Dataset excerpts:
=== Begin Enclosure ===
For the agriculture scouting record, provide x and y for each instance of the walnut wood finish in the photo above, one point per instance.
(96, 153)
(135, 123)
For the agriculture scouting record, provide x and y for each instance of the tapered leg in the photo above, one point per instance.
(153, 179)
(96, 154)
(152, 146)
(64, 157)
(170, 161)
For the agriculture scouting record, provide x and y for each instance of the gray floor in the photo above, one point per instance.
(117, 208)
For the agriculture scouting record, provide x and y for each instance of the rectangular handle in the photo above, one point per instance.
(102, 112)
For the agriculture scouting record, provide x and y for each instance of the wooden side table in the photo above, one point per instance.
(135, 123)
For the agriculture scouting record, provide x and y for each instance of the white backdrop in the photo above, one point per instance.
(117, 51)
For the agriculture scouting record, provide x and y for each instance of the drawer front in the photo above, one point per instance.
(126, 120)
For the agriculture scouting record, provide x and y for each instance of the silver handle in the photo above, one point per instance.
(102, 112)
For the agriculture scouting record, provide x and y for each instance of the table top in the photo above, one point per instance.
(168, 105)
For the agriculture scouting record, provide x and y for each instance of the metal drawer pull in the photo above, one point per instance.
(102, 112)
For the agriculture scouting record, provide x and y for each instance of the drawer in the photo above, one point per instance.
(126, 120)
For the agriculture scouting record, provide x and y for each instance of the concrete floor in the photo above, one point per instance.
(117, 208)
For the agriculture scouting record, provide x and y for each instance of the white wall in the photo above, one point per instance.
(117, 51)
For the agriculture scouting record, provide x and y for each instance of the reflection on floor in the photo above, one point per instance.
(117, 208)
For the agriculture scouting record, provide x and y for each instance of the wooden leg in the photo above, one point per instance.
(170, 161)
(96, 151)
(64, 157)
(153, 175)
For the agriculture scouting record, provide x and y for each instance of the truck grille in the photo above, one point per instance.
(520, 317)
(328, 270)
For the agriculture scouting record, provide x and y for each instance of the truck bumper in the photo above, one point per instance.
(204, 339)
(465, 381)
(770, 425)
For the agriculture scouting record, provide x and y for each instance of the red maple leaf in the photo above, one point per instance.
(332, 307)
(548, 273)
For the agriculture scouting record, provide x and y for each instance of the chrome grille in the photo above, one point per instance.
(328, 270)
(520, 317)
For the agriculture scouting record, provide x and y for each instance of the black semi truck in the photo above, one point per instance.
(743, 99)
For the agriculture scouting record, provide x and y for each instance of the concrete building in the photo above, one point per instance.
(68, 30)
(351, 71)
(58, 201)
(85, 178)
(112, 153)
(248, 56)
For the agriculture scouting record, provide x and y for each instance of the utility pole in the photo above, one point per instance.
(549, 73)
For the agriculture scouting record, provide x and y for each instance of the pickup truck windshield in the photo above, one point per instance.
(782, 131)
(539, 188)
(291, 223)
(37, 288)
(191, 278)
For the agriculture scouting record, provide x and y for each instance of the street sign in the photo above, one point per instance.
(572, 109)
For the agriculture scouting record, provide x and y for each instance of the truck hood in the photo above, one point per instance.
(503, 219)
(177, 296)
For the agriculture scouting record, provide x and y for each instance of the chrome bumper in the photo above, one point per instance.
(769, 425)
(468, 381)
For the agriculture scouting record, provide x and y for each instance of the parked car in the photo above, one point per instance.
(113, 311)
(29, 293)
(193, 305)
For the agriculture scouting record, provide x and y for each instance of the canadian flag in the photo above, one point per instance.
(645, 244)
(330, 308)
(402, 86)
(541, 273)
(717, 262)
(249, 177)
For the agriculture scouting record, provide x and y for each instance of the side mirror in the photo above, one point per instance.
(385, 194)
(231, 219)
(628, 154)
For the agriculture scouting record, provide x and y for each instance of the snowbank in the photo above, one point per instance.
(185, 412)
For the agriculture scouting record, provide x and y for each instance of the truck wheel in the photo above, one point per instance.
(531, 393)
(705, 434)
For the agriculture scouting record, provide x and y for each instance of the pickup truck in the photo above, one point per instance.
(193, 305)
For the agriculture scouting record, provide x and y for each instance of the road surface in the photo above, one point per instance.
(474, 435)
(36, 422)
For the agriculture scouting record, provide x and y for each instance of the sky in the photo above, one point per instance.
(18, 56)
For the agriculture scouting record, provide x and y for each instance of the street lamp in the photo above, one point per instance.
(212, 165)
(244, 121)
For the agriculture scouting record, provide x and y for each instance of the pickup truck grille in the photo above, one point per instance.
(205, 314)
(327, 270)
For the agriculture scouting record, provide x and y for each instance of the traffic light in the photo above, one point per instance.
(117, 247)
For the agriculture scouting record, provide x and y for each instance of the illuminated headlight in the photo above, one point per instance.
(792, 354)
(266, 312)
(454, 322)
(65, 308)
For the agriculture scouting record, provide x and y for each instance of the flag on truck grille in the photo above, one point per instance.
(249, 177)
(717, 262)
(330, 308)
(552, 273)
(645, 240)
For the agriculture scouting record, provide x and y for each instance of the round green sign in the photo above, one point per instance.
=== End Enclosure ===
**Work instructions**
Print out all the entries above exactly.

**Result**
For the agriculture scouting record, provide x and y for each instance of the walnut wood finish in the photo above, one point per instance.
(96, 153)
(135, 123)
For the agriculture scouting record, provide x and y for each instance of the tapered leg in the photo above, one point per instance.
(153, 179)
(96, 154)
(152, 146)
(64, 157)
(170, 161)
For the agriculture scouting record, provide x and y for each instance of the gray floor in the photo above, one point per instance.
(117, 208)
For the agriculture scouting record, provide x and y for each instance of the rectangular handle in the photo above, one point per instance.
(102, 112)
For the agriculture scouting record, provide x and y for each instance of the wooden side table in the photo above, one point per instance.
(135, 123)
For the agriculture scouting record, provide x and y for each instance of the white backdrop in the photo above, one point per instance.
(117, 51)
For the agriculture scouting record, provide x and y for each instance of the drawer front in the photo above, one point per instance.
(126, 120)
For the agriculture scouting record, provide x and y for each instance of the silver handle in the photo above, one point per instance.
(102, 112)
For the agriculture scouting record, provide x and y for each instance of the table top in the photo above, one point per instance.
(168, 105)
For the agriculture scouting record, provide x and y for each instance of the metal drawer pull in the photo above, one point per instance.
(102, 112)
For the agriculture scouting record, provide x and y for each instance of the drawer in the photo above, one point per instance.
(126, 120)
For the agriculture scouting record, provide x and y for each instance of the concrete floor in the photo above, one point per instance.
(117, 208)
For the agriculture scouting record, provide x and y for each instance of the white wall in the photo above, one point per instance.
(117, 51)
For the agriculture scouting record, provide x and y for each instance of the reflection on floor in the photo above, one point per instance.
(117, 208)
For the agriculture scouting record, provide x and y for each instance of the wooden leg in the photo above, one point per instance.
(170, 161)
(96, 151)
(64, 157)
(153, 175)
For the agriculture scouting record, provide x and y for each instance of the truck grille in the photo above, one point per instance.
(520, 317)
(328, 270)
For the agriculture scouting record, provide x and y for each instance of the truck bumper in the photo above, one point per instance.
(204, 339)
(465, 381)
(770, 425)
For the agriculture scouting record, provide x and y for each instance of the red maple leaf in the photo above, one point per instance.
(332, 307)
(548, 273)
For the agriculture scouting record, provide x and y for each instance of the chrome grille in the photo above, one point per instance.
(328, 270)
(520, 317)
For the agriculture scouting record, provide x and y for each instance of the black semi truck in the photo above, one point per instance.
(743, 99)
For the agriculture scouting record, provide x and y for each instance of the concrete building in the photo above, one point per instance.
(68, 30)
(351, 71)
(58, 201)
(85, 178)
(112, 153)
(248, 56)
For the agriculture scouting record, provide x and y for each instance of the utility pole in the photo above, one point per instance.
(549, 73)
For the agriculture scouting record, provide x and y for each instance of the pickup truck windshield in the photo above, one point per instance.
(782, 131)
(539, 188)
(291, 223)
(37, 288)
(191, 278)
For the agriculture scouting record, provide x and y for each instance of the street sign in the photo above, one point per instance.
(572, 109)
For the agriculture scouting record, provide x and y for each instance of the truck hood in the photo above, one point per instance.
(503, 219)
(177, 296)
For the agriculture scouting record, provide x and y for each instance of the chrome bumper in the photo above, one point per instance.
(769, 425)
(468, 381)
For the agriculture scouting record, provide x and y for each instance of the parked car in the photo above, one point per instance.
(113, 311)
(29, 293)
(193, 305)
For the agriculture scouting record, provide x and y for each instance of the canadian flag in the photo above, one point per instance.
(645, 244)
(330, 308)
(402, 86)
(541, 273)
(717, 262)
(249, 177)
For the agriculture scouting record, provide x and y for each instance of the side mirror in the photo above, one point per instance.
(385, 194)
(231, 219)
(628, 154)
For the agriculture scouting record, provide x and y for each instance of the snowbank in the photo above, one point per instance.
(185, 412)
For the agriculture scouting record, provide x and y for each instance of the truck wheel in the photo above, one point per instance.
(531, 393)
(705, 434)
For the agriculture scouting record, provide x and y for each instance of the pickup truck in the photo above, one point per instance.
(193, 305)
For the agriculture scouting record, provide x and y for each instance of the road surface in the photo above, one point per instance.
(474, 435)
(36, 422)
For the agriculture scouting record, provide x and y for each instance of the sky in the photo above, one point per instance.
(18, 56)
For the agriculture scouting record, provide x and y for each instance of the street lamp in the photo above, one point per instance.
(212, 165)
(244, 121)
For the agriculture scouting record, provide x and y for each instance of the pickup truck grille in the photo above, one point per instance.
(205, 314)
(327, 270)
For the agriculture scouting record, provide x and y for each instance of the traffic light in the photo above, one point per instance.
(117, 247)
For the agriculture scouting record, provide x and y for each instance of the illuminated headlight in the photo above, one point per instance.
(792, 354)
(266, 312)
(454, 322)
(65, 308)
For the agriculture scouting record, provide x and y for each instance of the flag on truck grille in the photo above, one point per instance.
(249, 177)
(717, 262)
(330, 308)
(552, 273)
(645, 240)
For the agriculture scouting record, provide x and y for each instance of the round green sign in the photo above, one point per instance.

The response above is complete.